### [Passage to read]

Building a garage at your property or remodeling or converting an existing one is a major undertaking, and it can be an expensive one, too. And for this reason, many homeowners turn to financing to cover the cost of construction and make affordable monthly repayments.  But how do you choose financing for your project? After all, with so many different options, it’s easy to get overwhelmed. 

In this guide, we help to break down the different types of financing that you’re likely considering, from RenoFi Loans and home equity loans to personal loans and more.

The Pros & Cons of 6 Garage Financing Options

We’re the first to admit that it can quickly become confusing when looking at the different garage financing options that exist.

But it doesn’t have to be this way, and below we’ve rounded up the pros and cons of 6 garage financing options to help you to choose the one that’s right for you and that will allow you to borrow all of the money you need with the lowest possible monthly payment. 

A RenoFi Loan

A RenoFi Loan is a new type of home renovation loan that combines the best bits of a construction loan with a home equity loan and can help you to borrow the most money at the lowest monthly payment.

### [Entries]

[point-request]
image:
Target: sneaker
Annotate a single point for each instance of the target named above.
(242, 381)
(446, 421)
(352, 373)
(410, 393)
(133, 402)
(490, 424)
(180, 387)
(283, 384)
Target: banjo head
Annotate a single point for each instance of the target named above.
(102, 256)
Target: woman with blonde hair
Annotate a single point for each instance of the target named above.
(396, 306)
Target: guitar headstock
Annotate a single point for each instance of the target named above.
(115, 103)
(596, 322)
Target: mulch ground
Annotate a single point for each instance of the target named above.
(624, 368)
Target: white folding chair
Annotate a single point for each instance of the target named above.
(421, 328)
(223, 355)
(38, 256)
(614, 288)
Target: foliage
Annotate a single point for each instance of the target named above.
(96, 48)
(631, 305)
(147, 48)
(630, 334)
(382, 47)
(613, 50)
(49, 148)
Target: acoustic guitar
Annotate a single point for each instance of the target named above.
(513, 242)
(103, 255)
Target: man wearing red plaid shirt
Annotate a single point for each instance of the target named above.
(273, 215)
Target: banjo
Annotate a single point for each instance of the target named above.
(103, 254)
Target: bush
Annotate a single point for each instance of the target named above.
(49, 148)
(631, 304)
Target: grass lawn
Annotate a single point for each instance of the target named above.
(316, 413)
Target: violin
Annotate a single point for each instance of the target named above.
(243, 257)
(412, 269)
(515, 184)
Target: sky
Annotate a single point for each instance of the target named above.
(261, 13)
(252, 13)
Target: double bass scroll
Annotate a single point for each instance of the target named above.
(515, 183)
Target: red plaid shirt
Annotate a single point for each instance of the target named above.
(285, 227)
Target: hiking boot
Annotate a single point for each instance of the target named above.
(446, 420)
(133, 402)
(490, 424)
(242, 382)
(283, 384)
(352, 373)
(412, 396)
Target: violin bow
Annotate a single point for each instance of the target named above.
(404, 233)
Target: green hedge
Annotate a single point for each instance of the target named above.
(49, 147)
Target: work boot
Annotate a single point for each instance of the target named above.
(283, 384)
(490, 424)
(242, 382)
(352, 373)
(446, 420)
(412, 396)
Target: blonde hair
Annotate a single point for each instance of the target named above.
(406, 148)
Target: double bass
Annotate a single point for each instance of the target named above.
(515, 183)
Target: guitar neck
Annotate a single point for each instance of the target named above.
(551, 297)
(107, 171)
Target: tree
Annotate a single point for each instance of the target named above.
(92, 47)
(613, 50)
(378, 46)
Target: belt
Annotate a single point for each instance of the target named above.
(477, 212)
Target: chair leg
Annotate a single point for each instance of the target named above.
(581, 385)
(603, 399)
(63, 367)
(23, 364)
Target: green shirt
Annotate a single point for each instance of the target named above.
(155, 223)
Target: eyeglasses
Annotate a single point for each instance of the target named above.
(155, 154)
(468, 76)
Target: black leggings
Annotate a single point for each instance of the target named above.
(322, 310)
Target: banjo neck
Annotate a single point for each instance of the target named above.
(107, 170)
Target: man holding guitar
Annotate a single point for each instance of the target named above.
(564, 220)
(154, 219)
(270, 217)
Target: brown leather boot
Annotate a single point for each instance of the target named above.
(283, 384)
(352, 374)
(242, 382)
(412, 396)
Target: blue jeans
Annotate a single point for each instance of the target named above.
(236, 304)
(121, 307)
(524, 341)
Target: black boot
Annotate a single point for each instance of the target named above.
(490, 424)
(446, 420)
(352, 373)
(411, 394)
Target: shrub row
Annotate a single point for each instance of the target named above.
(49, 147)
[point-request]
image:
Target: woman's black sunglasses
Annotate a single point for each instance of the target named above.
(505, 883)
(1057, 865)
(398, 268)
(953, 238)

### [Written request A]
Do the following statements agree with the garage financing guide? For each, answer yes or no and quote the words of the guide that decide it.
(i) The guide gives the pros and cons of six garage financing options.
(ii) A RenoFi Loan combines a construction loan with a personal loan.
(iii) Many homeowners use financing to pay for garage construction.
### [Written request B]
Write the next part of the garage financing guide, picking up after its last sentence.

### [Reply A]
(i) Yes: "below we’ve rounded up the pros and cons of 6 garage financing options"
(ii) No: "combines the best bits of a construction loan with a home equity loan"
(iii) Yes: "many homeowners turn to financing to cover the cost of construction"

### [Reply B]
And they’re the perfect financing option for homeowners who have not built up sufficient equity that they can tap into to pay for their garage build or renovation. And this is music to the ears of newer homeowners who have only recently purchased their property and would otherwise potentially have considered costly personal loans as a way to be able to afford to start construction.

RenoFi Loans let you borrow based on your home’s after renovation value, increasing your borrowing power by 11x, on average, when compared with a home equity loan.

RenoFi Loans come in three forms:

  • RenoFi Home Equity Loans
  • RenoFi HELOCs
  • RenoFi Cash-out Refinance

So whether you need the fixed rate of a home equity loan, the flexibility of a HELOC, or the new rate on a refinanced primary mortgage, RenoFi has you covered with 11x the borrowing power.

When you build or convert a garage, the value of your home increases by an average of 80%, and RenoFi Loans allow you to tap into that today to finance the construction.

You see, it takes time to build equity, and when we consider that it’s not uncommon for a complete renovation wishlist to amount to more than $100k, homeowners often find themselves in a situation where they know what work they want to carry out but aren’t able to borrow the money that they need using equity.

Building or renovating a garage is rarely the only project that someone wants to carry out, but even when it is, recent homeowners will often find themselves lacking the equity needed.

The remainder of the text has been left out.